EXTRAIT FOURNI:
________________

J’ai examiné l’affidavit de Sheryl Bell souscrit le 10 juillet 2008 et je reconnais que le ministre avait une intention persistante de poursuivre l’appel et que le retard lié au dépôt de l’appel était imputable à une erreur administrative quant à la date d’expiration du délai d’appel de 90 jours.

 

[21]           L’affidavit de Bell comportait les renseignements suivants au sujet des questions en litige :

[traduction]

Malheureusement, j’ai cru que le [défendeur] avait jusqu’au 7 juillet 2008, soit 90 jours après le 7 avril 2008, date à laquelle la décision a été communiquée à la DEM, pour demander l’autorisation d’interjeter appel. J’ai appris que la décision du Tribunal de révision datée du 17 mars 2008 a été reçue au bureau régional du défendeur à Chatham le 26 mars 2008, soit la date à laquelle le délai d’appel de 90 jours a commencé à courir [. . .]

 

Le ministre a l’intention de demander l’autorisation d’interjeter appel depuis qu’il a été mis au courant du refus [par le Bureau du Commissaire des tribunaux de révision] de corriger et de modifier la décision du Tribunal de révision datée du 17 mars 2008.

 

 

Y avait‑il une intention persistante de poursuivre l’appel?

 

[22]           Au cours du délai d’appel, le défendeur a d’abord décidé de ne pas interjeter appel, puis s’est ravisé lorsque l’erreur relative à la PMA a été découverte. Selon la demanderesse, cette conduite démontre que le défendeur n’avait pas une intention persistante de poursuivre l’appel. Cependant, si je souscrivais à la thèse de la demanderesse, les parties n’auraient pas la possibilité d’utiliser la totalité du délai d’appel de 90 jours pour arriver à une décision finale au sujet de l’appel. À mon avis, le critère de l’existence d’une intention persistante de poursuivre l’appel signifie qu’une décision finale d’interjeter appel doit être prise au cours du délai d’appel et demeurer inchangée à compter de cette date jusqu’à celle à laquelle une prorogation est sollicitée.

________________

JEU DE DONNÉES:

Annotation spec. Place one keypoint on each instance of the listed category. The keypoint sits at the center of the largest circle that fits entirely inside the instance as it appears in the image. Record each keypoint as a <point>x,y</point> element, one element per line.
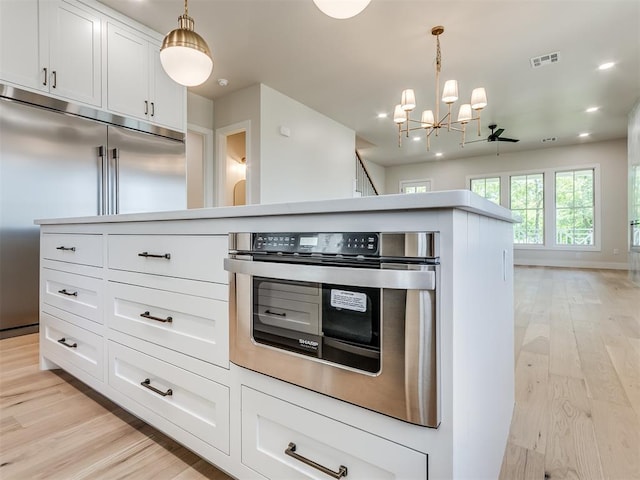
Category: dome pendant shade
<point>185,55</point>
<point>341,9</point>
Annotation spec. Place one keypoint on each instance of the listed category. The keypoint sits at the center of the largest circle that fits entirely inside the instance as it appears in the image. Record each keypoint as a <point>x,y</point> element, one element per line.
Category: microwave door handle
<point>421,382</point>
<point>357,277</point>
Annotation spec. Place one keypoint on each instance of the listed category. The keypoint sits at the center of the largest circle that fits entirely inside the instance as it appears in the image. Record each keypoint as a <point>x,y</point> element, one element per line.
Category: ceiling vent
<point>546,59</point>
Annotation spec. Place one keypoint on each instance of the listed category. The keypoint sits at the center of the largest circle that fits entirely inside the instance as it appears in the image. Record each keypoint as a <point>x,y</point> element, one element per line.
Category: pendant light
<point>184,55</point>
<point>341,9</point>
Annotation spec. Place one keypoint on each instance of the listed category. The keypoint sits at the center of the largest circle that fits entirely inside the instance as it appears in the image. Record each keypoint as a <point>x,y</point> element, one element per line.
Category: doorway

________________

EXERCICES:
A. Renvoyez le passage de l'extrait fourni compris entre « Malheureusement, j’ai cru » et « datée du 17 mars 2008. », ces deux segments inclus, sans y changer un mot.
B. Répondez aux questions suivantes à partir de l'extrait fourni :
(i) À quelle date l'affidavit de Sheryl Bell a-t-il été souscrit ?
(ii) À quelle date la décision du Tribunal de révision a-t-elle été reçue au bureau régional du défendeur à Chatham ?
(iii) Au cours du délai d'appel, quelle décision le défendeur a-t-il prise en premier ?
C. Veuillez traduire en anglais cette phrase de l'extrait fourni : « Au cours du délai d’appel, le défendeur a d’abord décidé de ne pas interjeter appel, puis s’est ravisé lorsque l’erreur relative à la PMA a été découverte. »
Les données forment un ensemble à part, indépendant de l'extrait fourni.

CORRIGÉ DES EXERCICES:
A.
Malheureusement, j’ai cru que le [défendeur] avait jusqu’au 7 juillet 2008, soit 90 jours après le 7 avril 2008, date à laquelle la décision a été communiquée à la DEM, pour demander l’autorisation d’interjeter appel. J’ai appris que la décision du Tribunal de révision datée du 17 mars 2008 a été reçue au bureau régional du défendeur à Chatham le 26 mars 2008, soit la date à laquelle le délai d’appel de 90 jours a commencé à courir [. . .]

 

Le ministre a l’intention de demander l’autorisation d’interjeter appel depuis qu’il a été mis au courant du refus [par le Bureau du Commissaire des tribunaux de révision] de corriger et de modifier la décision du Tribunal de révision datée du 17 mars 2008.

B.
(i) Le 10 juillet 2008.
(ii) Le 26 mars 2008.
(iii) Il a décidé de ne pas interjeter appel.

C. During the appeal period, the respondent first decided not to appeal, then reconsidered when the error regarding the PMA was discovered.